**Goal of the exercise:**
Lines from the one containing "Query: sweatshirt sleeve" through the end of the data are to be returned exactly, and no others.

Stored items from a collection
---

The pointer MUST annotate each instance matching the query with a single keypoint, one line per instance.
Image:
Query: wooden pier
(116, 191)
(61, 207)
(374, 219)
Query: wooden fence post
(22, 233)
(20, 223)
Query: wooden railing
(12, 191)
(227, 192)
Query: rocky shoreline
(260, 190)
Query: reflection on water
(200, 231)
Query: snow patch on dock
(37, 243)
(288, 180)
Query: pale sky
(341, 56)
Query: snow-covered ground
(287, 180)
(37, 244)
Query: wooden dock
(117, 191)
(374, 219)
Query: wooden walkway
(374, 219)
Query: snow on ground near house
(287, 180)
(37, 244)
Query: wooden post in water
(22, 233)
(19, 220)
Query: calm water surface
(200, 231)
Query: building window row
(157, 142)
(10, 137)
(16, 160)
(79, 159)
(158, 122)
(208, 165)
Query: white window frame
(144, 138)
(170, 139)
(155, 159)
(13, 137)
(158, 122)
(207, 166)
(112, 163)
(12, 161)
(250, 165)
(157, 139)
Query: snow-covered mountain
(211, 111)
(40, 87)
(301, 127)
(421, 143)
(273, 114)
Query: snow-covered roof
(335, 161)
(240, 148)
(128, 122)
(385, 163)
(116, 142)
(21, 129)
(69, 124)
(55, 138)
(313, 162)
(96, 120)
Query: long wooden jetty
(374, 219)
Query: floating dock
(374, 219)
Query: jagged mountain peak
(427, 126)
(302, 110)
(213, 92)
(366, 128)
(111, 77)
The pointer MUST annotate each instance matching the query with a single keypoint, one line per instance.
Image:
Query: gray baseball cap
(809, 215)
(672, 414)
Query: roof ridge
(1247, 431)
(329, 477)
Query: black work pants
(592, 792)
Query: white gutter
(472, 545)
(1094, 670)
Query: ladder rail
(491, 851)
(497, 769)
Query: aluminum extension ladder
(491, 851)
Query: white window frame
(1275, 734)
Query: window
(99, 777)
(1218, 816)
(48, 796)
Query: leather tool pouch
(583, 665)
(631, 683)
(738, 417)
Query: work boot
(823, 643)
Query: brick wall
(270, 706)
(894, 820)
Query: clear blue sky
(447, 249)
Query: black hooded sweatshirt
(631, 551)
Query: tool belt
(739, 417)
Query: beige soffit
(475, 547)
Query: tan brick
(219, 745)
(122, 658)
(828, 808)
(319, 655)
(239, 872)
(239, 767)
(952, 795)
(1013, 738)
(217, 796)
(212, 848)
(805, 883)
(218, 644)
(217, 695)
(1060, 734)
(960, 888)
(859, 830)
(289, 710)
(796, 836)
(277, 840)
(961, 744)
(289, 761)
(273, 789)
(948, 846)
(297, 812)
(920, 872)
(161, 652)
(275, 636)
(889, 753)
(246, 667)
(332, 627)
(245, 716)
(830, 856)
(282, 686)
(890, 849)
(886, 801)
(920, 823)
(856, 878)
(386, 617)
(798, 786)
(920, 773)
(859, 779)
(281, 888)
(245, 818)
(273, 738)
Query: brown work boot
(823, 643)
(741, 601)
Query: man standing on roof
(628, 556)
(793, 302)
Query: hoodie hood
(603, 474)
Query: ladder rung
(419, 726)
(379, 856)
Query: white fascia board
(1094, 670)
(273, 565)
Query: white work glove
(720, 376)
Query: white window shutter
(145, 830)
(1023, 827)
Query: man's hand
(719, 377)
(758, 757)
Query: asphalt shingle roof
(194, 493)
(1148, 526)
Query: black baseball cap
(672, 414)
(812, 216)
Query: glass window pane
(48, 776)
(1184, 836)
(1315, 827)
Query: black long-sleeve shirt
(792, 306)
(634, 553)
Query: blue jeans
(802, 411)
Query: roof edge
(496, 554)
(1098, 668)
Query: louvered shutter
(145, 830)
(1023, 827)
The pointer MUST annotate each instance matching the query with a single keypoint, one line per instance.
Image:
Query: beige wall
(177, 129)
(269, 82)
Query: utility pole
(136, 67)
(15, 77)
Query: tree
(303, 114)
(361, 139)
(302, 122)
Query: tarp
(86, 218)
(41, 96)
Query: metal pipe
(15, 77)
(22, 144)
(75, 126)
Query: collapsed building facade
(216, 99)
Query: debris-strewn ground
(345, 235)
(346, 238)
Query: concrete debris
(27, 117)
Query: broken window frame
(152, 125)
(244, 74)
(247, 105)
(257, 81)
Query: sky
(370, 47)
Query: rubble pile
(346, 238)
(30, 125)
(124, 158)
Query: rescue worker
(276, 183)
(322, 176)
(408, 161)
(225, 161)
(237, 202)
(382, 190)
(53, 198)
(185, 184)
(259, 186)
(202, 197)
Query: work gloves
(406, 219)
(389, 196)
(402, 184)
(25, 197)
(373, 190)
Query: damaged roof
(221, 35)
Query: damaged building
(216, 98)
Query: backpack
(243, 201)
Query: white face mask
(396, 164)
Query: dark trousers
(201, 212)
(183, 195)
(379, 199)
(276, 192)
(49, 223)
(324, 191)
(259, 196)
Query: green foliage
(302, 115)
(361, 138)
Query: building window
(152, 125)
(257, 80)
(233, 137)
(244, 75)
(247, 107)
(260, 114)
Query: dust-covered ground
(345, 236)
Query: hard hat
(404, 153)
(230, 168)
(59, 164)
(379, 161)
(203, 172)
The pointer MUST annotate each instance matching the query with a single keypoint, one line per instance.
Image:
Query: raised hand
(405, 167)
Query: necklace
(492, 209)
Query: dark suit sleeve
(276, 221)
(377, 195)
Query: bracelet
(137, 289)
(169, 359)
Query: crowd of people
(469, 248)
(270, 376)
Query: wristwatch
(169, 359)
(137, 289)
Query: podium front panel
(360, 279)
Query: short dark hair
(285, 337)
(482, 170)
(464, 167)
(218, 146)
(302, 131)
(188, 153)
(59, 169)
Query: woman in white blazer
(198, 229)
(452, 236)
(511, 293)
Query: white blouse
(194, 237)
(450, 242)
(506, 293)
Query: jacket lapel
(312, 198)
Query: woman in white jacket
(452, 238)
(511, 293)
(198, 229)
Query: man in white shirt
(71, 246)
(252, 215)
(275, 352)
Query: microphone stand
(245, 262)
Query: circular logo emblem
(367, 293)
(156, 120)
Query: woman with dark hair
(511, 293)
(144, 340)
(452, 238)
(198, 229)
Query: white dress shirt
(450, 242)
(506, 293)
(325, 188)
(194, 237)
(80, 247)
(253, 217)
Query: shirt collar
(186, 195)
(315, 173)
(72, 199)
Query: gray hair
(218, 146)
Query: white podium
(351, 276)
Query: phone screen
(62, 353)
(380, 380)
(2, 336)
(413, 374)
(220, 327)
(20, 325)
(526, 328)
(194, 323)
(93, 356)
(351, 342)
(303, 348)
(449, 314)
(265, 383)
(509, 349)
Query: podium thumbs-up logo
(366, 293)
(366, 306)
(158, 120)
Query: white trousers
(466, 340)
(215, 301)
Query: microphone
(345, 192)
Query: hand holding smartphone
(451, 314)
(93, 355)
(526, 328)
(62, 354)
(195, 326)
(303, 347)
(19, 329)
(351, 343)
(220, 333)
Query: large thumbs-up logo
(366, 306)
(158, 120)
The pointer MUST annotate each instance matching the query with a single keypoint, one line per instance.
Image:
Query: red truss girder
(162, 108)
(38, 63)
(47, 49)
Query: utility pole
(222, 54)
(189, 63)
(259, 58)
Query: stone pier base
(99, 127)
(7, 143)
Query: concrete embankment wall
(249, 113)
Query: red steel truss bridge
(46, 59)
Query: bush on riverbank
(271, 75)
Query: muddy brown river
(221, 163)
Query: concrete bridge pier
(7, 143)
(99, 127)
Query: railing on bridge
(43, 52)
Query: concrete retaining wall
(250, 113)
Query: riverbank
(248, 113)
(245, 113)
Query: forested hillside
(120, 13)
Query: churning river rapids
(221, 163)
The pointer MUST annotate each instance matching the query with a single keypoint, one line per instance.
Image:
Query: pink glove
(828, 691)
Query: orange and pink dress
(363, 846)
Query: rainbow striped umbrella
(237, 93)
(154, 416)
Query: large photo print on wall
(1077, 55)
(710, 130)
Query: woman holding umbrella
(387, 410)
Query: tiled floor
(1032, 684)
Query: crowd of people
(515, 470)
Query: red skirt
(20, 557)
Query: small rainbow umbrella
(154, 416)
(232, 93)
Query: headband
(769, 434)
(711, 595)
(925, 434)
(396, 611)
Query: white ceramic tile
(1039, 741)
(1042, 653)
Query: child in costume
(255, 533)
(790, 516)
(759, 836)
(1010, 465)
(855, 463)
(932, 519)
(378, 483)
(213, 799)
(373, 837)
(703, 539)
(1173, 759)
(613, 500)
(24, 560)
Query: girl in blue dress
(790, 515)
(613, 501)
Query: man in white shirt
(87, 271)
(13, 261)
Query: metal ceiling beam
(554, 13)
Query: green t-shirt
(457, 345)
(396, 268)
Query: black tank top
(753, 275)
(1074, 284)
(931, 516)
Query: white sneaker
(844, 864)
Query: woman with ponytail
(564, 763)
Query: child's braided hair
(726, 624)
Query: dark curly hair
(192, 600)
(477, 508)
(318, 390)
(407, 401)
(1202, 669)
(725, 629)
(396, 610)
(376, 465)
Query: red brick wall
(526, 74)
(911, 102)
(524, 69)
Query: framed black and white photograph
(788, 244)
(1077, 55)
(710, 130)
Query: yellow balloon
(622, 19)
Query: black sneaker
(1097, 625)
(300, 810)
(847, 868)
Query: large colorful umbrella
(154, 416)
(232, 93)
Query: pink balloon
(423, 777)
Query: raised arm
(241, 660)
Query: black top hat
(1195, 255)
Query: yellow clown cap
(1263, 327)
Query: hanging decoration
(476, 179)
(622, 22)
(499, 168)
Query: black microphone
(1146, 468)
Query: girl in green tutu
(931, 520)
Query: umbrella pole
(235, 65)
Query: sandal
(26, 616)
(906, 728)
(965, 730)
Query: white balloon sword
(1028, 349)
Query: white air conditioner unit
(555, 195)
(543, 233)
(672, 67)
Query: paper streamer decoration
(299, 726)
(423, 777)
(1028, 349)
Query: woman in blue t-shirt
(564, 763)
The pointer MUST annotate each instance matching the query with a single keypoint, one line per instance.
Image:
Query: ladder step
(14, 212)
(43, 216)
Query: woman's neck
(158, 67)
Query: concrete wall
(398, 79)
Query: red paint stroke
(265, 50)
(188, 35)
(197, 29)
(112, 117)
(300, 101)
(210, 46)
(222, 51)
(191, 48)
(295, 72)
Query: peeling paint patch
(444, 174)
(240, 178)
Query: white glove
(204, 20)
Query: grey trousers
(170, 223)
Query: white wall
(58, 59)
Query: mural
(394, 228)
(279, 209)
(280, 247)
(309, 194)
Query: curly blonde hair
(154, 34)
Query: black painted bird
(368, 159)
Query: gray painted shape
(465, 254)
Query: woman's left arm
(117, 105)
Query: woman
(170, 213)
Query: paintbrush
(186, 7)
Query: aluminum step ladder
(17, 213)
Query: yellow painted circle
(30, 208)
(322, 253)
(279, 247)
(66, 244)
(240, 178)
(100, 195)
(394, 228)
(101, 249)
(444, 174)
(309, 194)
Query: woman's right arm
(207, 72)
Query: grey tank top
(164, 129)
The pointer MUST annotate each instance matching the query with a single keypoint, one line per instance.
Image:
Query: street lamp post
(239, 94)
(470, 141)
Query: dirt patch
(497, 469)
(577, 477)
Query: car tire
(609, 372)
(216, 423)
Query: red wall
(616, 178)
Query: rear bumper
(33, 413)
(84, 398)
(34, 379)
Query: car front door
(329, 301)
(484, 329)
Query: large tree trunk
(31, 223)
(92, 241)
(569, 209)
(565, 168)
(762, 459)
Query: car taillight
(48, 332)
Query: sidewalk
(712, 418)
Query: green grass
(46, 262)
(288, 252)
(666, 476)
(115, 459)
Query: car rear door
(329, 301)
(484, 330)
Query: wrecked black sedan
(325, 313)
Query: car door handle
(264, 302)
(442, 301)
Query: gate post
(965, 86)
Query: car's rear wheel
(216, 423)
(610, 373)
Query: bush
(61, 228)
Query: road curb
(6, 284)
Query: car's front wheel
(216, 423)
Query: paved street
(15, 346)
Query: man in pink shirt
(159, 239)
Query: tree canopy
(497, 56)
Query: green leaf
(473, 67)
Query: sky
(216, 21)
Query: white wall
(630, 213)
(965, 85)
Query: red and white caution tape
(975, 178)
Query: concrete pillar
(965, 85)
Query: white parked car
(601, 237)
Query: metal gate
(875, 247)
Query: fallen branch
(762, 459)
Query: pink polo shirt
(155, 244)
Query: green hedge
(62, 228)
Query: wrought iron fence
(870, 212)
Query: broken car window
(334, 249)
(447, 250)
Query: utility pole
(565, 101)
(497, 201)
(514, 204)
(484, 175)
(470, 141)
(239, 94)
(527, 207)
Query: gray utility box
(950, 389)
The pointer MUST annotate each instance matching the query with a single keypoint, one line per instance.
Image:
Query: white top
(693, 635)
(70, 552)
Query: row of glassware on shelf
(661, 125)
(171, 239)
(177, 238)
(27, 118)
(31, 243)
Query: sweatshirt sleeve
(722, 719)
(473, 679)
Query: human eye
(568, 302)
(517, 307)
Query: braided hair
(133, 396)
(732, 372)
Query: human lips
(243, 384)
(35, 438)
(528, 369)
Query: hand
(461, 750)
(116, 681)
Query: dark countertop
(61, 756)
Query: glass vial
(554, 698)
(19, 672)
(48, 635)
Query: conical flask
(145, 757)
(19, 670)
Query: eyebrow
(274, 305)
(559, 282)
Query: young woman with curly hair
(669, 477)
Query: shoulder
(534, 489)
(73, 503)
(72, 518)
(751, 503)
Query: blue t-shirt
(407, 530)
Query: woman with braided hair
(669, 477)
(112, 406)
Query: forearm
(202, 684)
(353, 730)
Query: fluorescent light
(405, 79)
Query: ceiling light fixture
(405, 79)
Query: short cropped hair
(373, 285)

---

**Response to the exercise:**
Query: sweatshirt sleeve
(722, 719)
(473, 679)
Query: human eye
(568, 302)
(517, 307)
Query: braided hair
(133, 396)
(732, 372)
Query: human lips
(243, 384)
(35, 438)
(528, 369)
Query: hand
(461, 750)
(116, 681)
Query: dark countertop
(61, 756)
Query: glass vial
(554, 698)
(19, 672)
(48, 635)
Query: conical flask
(145, 757)
(19, 670)
Query: eyebrow
(274, 305)
(559, 282)
Query: young woman with curly hair
(669, 477)
Query: shoulder
(534, 489)
(73, 503)
(72, 518)
(751, 503)
Query: blue t-shirt
(407, 530)
Query: woman with braided hair
(669, 477)
(112, 406)
Query: forearm
(202, 684)
(353, 730)
Query: fluorescent light
(405, 79)
Query: ceiling light fixture
(405, 79)
Query: short cropped hair
(373, 285)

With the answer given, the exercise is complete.